* [Selected extract]
In your second paragraph you have stated that  "the more contracts a member has the more servicing and thus more costs are required."  This would seem to be an argument in favor of charging extra for multiple accounts of any type, not just EOY accounts.

You also say that  "The goal of the change was to ensure that the costs of servicing are being paid by the members requiring the services."  If you are correct that someone with a only a single EOY contract was paying less than their fair share, then others were paying more than their fair share.  I understand your desire to remedy this.  But under your new scheme you now seem to be charging owners of one even-year and one odd-year contract more than their fair share as shown by my example.  I understand that you feel that overcharging this smaller group is not as bad a situation as undercharging of the larger group, although I feel that any known overcharging by the system should be remedied.  In addition, I would like to point out that I chose my example to be simplest case to demonstrate the inequity, but I would argue that it is not only folks that own one even-year and one odd-year contract who are now being overcharged.  I would argue that you are now overcharging all owners who have one or more EOY contracts and have points every year through any combination of EOY and/or every year contracts.  Therefore, the "great number" of owners to whom you refer that have only one biennial contract surely includes many owners that have other contracts as well and were already paying for club services annually.

It would seem to me that a reasonable approach to this problem would be to apply some sort of surcharge (doubling the FSP fees seems a bit much) to owners having points in only even or only odd years to account for whatever services that they were not paying for previously.  I don't see much logic in charging more for owners with one or more EOY contracts but with points every year.

----- Original Message ----- 
From: Gabel, Deanne 

Sent: Monday, January 03, 2011 2:16 PM
Subject: FW: example of inequity

Good Afternoon, and thanks so much for your email.  I am just returning from vacation, and apologize that I was not able to get back with you earlier.

* [The tasks]
1: In the email about EOY contract fees, shorten the paragraph beginning "It would seem to me that a reasonable approach" into a list that keeps its main points.
2: Decide whether each statement agrees with the email about EOY contract fees. Answer yes or no, and quote the words from the email that settle it.
(a) The writer considers doubling the FSP fees a suitable surcharge.
(b) The writer claims owners besides those with one even-year and one odd-year contract are now overcharged.
(c) The writer thinks known overcharging may be left alone when the undercharged group is larger.
3: Please continue the email about EOY contract fees from the point where it stops.

* [Extracted material]

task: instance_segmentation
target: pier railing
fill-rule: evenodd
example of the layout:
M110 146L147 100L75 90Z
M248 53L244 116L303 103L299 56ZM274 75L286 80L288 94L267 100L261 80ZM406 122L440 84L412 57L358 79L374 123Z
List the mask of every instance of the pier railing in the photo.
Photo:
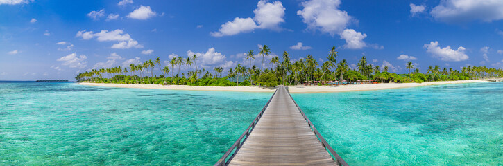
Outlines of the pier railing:
M259 120L260 120L260 118L262 118L262 115L264 115L264 112L266 111L266 109L267 109L269 103L271 103L271 100L273 100L273 97L274 97L274 95L276 94L276 92L278 92L278 89L276 89L276 91L274 91L273 96L271 97L269 101L268 101L267 104L266 104L266 106L264 106L260 113L259 113L259 115L255 117L250 126L246 128L246 130L244 131L244 133L243 133L243 134L239 136L239 138L237 138L237 140L236 140L236 142L232 144L232 146L231 146L230 148L229 148L229 149L227 151L227 152L223 154L223 156L222 156L219 160L219 161L215 163L214 166L227 165L228 164L228 162L232 159L237 151L239 151L239 148L241 148L241 147L243 145L243 142L246 140L246 138L248 138L248 137L250 136L251 131L253 130L253 129L255 129L255 125L257 125L257 123L259 122Z
M321 144L323 145L323 147L328 151L329 154L332 156L332 158L335 160L335 163L337 165L343 165L343 166L348 166L348 163L344 161L344 160L342 159L342 158L337 154L336 152L334 150L334 149L330 147L330 145L328 145L328 142L323 138L323 136L321 136L319 131L316 129L316 127L314 127L314 125L313 125L313 123L311 122L311 120L309 120L309 118L307 118L307 116L306 116L306 114L304 113L304 111L302 111L300 107L298 107L298 104L297 104L297 102L293 100L293 98L291 97L291 95L290 95L290 91L288 89L288 86L286 87L287 91L288 91L288 95L290 96L290 98L291 98L291 100L293 101L293 103L295 103L295 105L298 109L299 111L300 111L300 113L304 117L304 119L307 122L307 124L309 125L311 129L313 130L313 132L314 132L314 135L316 135L318 137L318 139L321 142Z

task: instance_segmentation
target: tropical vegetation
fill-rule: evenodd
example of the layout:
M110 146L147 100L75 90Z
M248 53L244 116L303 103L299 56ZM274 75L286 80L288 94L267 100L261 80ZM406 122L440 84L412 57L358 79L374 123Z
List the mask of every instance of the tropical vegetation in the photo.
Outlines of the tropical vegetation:
M161 64L160 58L157 57L154 61L148 60L138 64L131 64L129 66L92 69L78 73L76 79L78 82L99 83L274 86L278 84L297 85L305 82L350 82L375 80L383 83L420 83L427 81L503 77L502 69L486 66L468 66L458 71L434 66L429 66L427 72L422 73L412 62L408 62L405 65L405 68L408 70L407 74L398 74L390 72L389 66L380 66L368 63L365 56L361 57L355 68L351 68L346 59L341 59L337 63L338 52L334 46L329 50L326 60L323 62L317 61L311 55L293 61L291 59L289 53L284 51L281 57L275 56L271 59L268 62L271 64L271 68L264 68L264 58L270 53L271 50L267 45L264 45L258 55L249 50L246 59L249 60L249 64L247 65L245 62L237 64L235 68L227 68L225 76L222 75L223 68L221 66L214 67L211 71L198 68L198 57L194 55L186 59L181 57L174 57L168 61L169 65L164 66ZM252 61L257 56L262 57L260 68L252 64ZM160 72L158 75L154 75L156 67ZM182 67L187 67L188 70L180 73L180 68Z

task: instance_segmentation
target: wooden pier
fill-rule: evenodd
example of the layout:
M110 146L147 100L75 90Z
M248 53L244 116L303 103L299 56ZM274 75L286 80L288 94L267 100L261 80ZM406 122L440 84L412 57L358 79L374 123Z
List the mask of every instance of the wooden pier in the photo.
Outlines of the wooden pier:
M215 165L348 165L280 86Z

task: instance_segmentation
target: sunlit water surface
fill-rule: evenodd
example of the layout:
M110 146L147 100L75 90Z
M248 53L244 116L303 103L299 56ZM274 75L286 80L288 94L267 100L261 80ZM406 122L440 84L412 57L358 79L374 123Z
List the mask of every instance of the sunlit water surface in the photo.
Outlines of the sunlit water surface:
M0 82L0 165L211 165L271 95ZM293 96L350 165L503 164L501 83Z

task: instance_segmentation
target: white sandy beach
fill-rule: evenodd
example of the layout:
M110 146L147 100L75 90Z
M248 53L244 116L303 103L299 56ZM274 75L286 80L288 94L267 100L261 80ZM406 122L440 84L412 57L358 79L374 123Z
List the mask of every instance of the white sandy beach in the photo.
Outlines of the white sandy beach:
M343 86L289 86L289 89L292 93L330 93L358 91L373 91L388 89L410 88L429 85L439 85L449 84L463 84L483 82L485 80L462 80L462 81L445 81L445 82L428 82L421 84L418 83L384 83L377 84L358 84L358 85L343 85ZM243 92L274 92L275 89L265 89L257 86L198 86L188 85L158 85L158 84L102 84L80 82L81 85L98 86L105 87L116 88L136 88L136 89L153 89L166 90L186 90L186 91L243 91Z

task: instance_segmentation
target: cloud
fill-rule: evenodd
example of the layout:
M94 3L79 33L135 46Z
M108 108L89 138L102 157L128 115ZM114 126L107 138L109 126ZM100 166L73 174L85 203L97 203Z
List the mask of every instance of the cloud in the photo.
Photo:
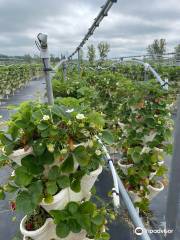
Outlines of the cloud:
M34 40L39 32L48 34L52 53L71 53L104 2L0 0L0 53L37 54ZM166 38L172 51L179 43L179 16L179 0L118 0L87 44L108 41L114 57L144 54L153 39Z

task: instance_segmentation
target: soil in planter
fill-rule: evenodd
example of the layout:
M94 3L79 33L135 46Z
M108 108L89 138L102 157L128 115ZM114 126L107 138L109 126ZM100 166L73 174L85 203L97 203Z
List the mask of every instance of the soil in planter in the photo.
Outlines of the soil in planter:
M27 217L25 229L27 231L36 231L44 225L47 218L51 218L51 216L43 208L39 208L32 215Z

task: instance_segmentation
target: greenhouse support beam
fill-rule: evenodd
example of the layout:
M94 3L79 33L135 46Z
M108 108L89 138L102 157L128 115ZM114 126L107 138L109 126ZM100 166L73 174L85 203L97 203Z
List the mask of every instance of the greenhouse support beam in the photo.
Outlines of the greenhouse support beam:
M174 152L166 207L166 228L173 230L173 233L167 234L167 240L175 239L180 202L180 99L178 103L179 109L176 119Z
M80 49L78 50L78 74L80 77L80 73L81 73L81 65L80 65Z
M106 3L102 6L101 11L99 12L98 16L94 19L92 26L88 29L85 37L76 48L76 50L68 57L69 59L72 58L86 43L86 41L93 35L94 31L97 27L99 27L101 21L108 15L109 10L111 9L112 5L116 3L117 0L107 0Z
M136 209L135 209L135 207L134 207L128 193L126 192L126 189L118 175L117 175L117 181L118 181L119 191L122 196L123 202L127 207L127 210L129 212L129 215L130 215L135 227L140 228L142 230L142 235L139 235L140 239L151 240L146 231L146 228L144 227L144 225L139 217L139 214L137 213L137 211L136 211Z
M41 59L44 65L48 104L53 105L54 97L53 97L53 90L52 90L52 83L51 83L51 78L52 78L51 71L53 69L50 66L50 57L49 57L48 43L47 43L48 36L46 34L39 33L37 38L39 41L37 46L39 47Z
M145 71L150 70L150 71L152 72L152 74L154 75L154 77L156 78L156 80L161 84L161 86L162 86L164 89L168 90L168 82L167 82L167 81L166 81L166 82L163 81L163 80L161 79L160 75L154 70L153 67L151 67L151 65L150 65L149 63L145 63L145 62L143 62L143 61L141 61L141 60L139 60L139 59L131 59L131 61L143 65L144 68L145 68Z
M67 65L66 65L66 61L63 62L62 68L63 68L63 79L64 79L64 81L66 81L67 80Z

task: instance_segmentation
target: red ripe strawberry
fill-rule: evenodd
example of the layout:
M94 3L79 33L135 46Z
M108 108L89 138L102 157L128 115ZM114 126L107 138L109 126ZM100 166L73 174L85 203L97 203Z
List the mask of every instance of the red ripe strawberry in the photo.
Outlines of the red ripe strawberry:
M10 207L12 211L16 210L16 203L15 202L10 202Z

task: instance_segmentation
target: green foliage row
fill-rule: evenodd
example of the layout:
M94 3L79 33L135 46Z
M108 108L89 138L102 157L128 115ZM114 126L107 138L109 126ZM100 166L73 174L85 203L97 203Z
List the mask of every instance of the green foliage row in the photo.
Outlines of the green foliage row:
M40 75L40 72L41 65L37 64L0 66L1 98L26 85L32 77Z

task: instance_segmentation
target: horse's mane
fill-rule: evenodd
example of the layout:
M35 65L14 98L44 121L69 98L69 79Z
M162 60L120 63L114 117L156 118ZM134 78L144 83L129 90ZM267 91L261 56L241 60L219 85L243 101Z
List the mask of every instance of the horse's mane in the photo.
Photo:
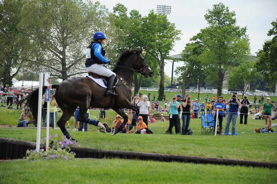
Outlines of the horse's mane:
M116 62L116 65L119 66L122 66L124 65L124 63L125 62L126 59L130 56L130 54L137 53L137 54L141 54L142 52L142 49L126 49L123 51L118 56L118 59ZM118 67L115 67L113 70L114 72L116 72Z

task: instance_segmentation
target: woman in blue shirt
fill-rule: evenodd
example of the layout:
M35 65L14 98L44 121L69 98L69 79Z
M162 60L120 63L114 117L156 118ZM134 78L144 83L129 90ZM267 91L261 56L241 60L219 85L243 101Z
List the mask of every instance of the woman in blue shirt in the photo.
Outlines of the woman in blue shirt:
M217 112L217 109L219 109L219 116L218 120L219 122L219 133L221 134L222 133L222 121L223 120L223 117L224 116L224 104L222 103L223 101L223 97L219 97L218 103L216 103L214 105L214 111ZM217 121L217 113L216 112L216 115L215 116L215 122Z
M169 128L168 132L169 134L172 133L172 128L173 126L175 127L175 133L178 134L179 132L178 126L177 126L179 119L179 114L178 114L178 108L180 106L180 103L177 101L177 97L174 96L172 100L169 103Z

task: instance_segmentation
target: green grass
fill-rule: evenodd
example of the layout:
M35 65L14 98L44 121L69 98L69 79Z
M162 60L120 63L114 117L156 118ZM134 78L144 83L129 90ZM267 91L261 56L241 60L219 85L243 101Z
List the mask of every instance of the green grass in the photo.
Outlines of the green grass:
M0 161L2 183L275 183L263 168L119 159Z

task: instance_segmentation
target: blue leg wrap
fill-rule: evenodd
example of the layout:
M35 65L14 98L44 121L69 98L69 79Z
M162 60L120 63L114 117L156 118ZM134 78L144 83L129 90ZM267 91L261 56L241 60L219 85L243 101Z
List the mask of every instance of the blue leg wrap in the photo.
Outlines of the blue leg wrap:
M62 133L63 134L63 135L64 135L65 137L67 139L69 139L71 137L68 132L67 132L67 130L65 130L64 132L63 132Z
M92 120L91 119L89 118L89 122L88 123L89 124L97 126L98 123L99 123L99 121Z

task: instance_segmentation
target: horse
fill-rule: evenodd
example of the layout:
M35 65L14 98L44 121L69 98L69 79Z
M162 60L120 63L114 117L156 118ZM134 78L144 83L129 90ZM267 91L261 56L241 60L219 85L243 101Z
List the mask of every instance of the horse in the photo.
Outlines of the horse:
M105 96L106 88L100 86L94 80L87 77L72 77L63 80L59 85L52 85L52 88L56 89L54 97L58 107L62 111L62 115L57 124L67 139L74 140L66 130L65 125L78 106L80 110L78 120L99 127L102 125L100 122L85 116L90 107L112 109L120 115L124 121L119 128L114 131L114 135L121 131L128 121L128 116L123 111L123 108L135 111L131 122L131 127L135 126L140 109L130 101L133 73L137 72L146 77L152 77L153 75L153 72L145 62L142 55L142 52L141 49L126 50L120 54L113 70L116 74L117 77L119 79L119 80L121 81L114 88L118 95L117 96ZM46 88L46 86L43 86L43 93ZM27 100L26 106L30 109L35 120L37 117L38 99L38 89L36 89L25 99ZM37 123L36 122L34 123Z

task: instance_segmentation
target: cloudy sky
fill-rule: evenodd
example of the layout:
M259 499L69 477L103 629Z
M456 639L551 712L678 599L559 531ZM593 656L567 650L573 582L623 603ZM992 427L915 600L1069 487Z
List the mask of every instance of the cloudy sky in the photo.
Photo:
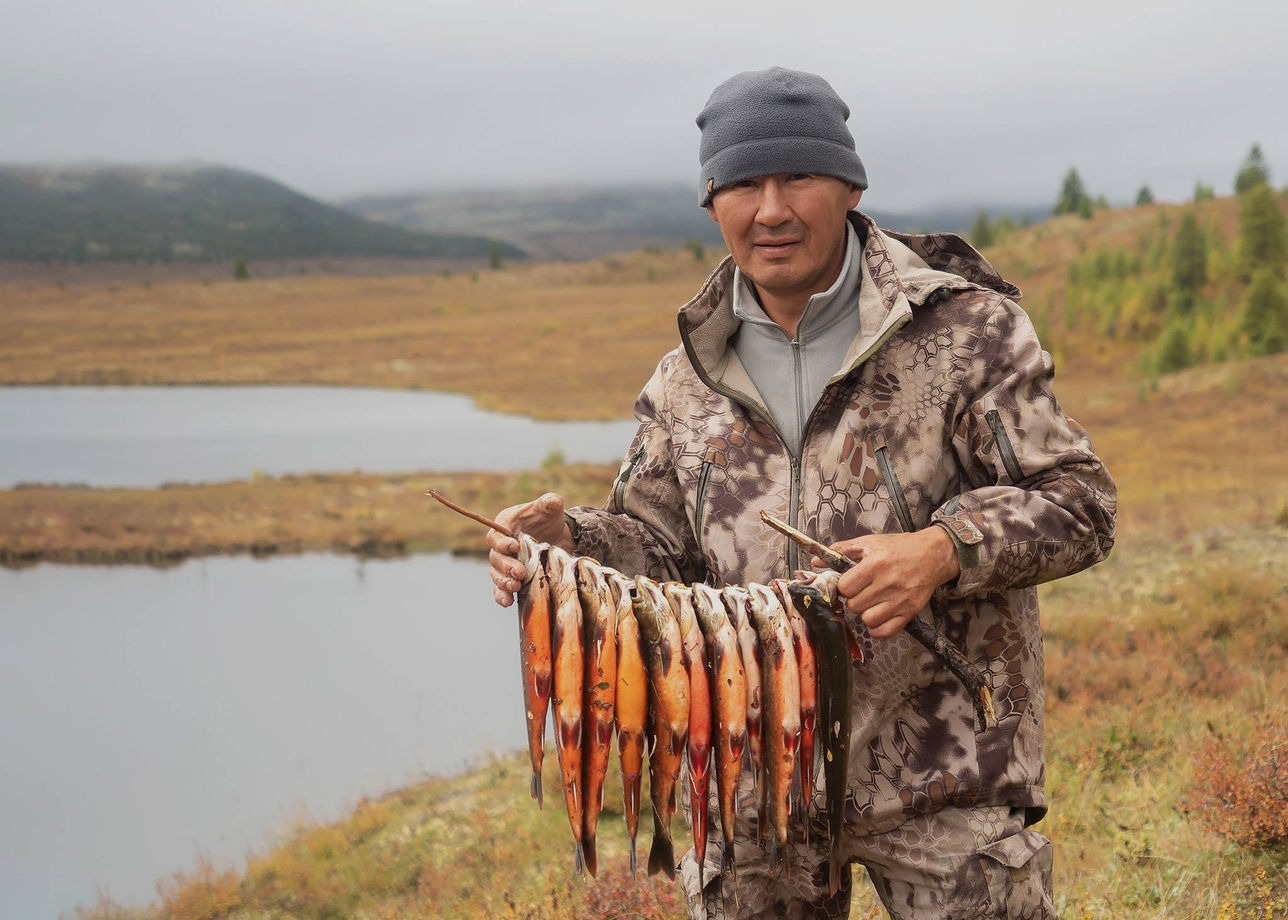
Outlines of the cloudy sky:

* [Solved tasks]
1:
- A fair fix would be some kind of surcharge on owners who have points only in even years or only in odd years.
- The surcharge would cover services those owners had not been paying for before.
- Doubling the FSP fees seems too much.
- Charging more to owners who have one or more EOY contracts but points every year makes little sense.

2:
(a) No: "doubling the FSP fees seems a bit much"
(b) Yes: "I would argue that it is not only folks that own one even-year and one odd-year contract who are now being overcharged."
(c) No: "I feel that any known overcharging by the system should be remedied."

3:
In answer to your example, you are correct that both of these members have the same amount of usage at the resorts; however your example assumes that the cost of the club servicing these two members is the same.  We did an analysis of the costs of servicing and found that the more contracts a member has the more servicing and thus more costs are required.  The goal of the change was to ensure that the costs of servicing are being paid by the members requiring the services.

  Additionally when we analyzed the membership and contracts to consider how to resolve this challenge we found that less than 1% of our members have two biennial contracts as in your example.  A far greater number of members only had 1 biennial contract.  Prior to this change these members were getting club services annually but only paying for the club services biennially.  This meant that the costs of servicing and communicating these members in non-use years were not being offset by program fees, and were being carried by other member contributions to the CLUB WYNDHAM Plus.

  When we make any changes in the Club rules or charges we examine all of the different member groups that are impacted.  Our goal is to ensure that the rules of the club treat all members fairly.  We recognize that some changes may impact certain groups disproportionately depending on the benefits and services they use; however our intention is to ensure that the rules and charges are fair to the membership as a whole.

 Again, thanks for your patience, and I hope this helps to explain the change.  Thanks for being a member, and please have a good new year!

 Deanne Gabel 

Senior Vice President

Owner Club Management

Wyndham Vacation Ownership 

8427 SouthPark Circle 

Orlando, FL 32819 

(407) 626-6417  phone  

(407) 370-6375  fax

mailtoeanne.Gabel@wyn.com (please note new e-mail address)

 Wyndham Vacation Ownership, A Wyndham Worldwide company -

www.WyndhamWorldwide.com 






--------------------------------------------------------------------------------


Sent: Tue 12/21/2010 3:44 PM
To: Gabel, Deanne
Subject: example of inequity

 Dear Ms Gabel,

 Please look at the following example of inequity in Wyndham's new computation of Program Fees.

 Owner A: 105000 every odd year contract and 105000 every even year contract.

Owner B  105000 every year contract.

 If I am not mistaken, owner A will pay twice as much as owner B in program fees even though they both will have the same usage rights.

 Please let me know what you think of this example.

 Thanks,_


----------



## Goofyhobbie (Jan 28, 2011)

> *Originally Posted by merlinrider:* Has anyone with a "bi-annual" contract complained to Wyndham about the doubling of your program fee this year?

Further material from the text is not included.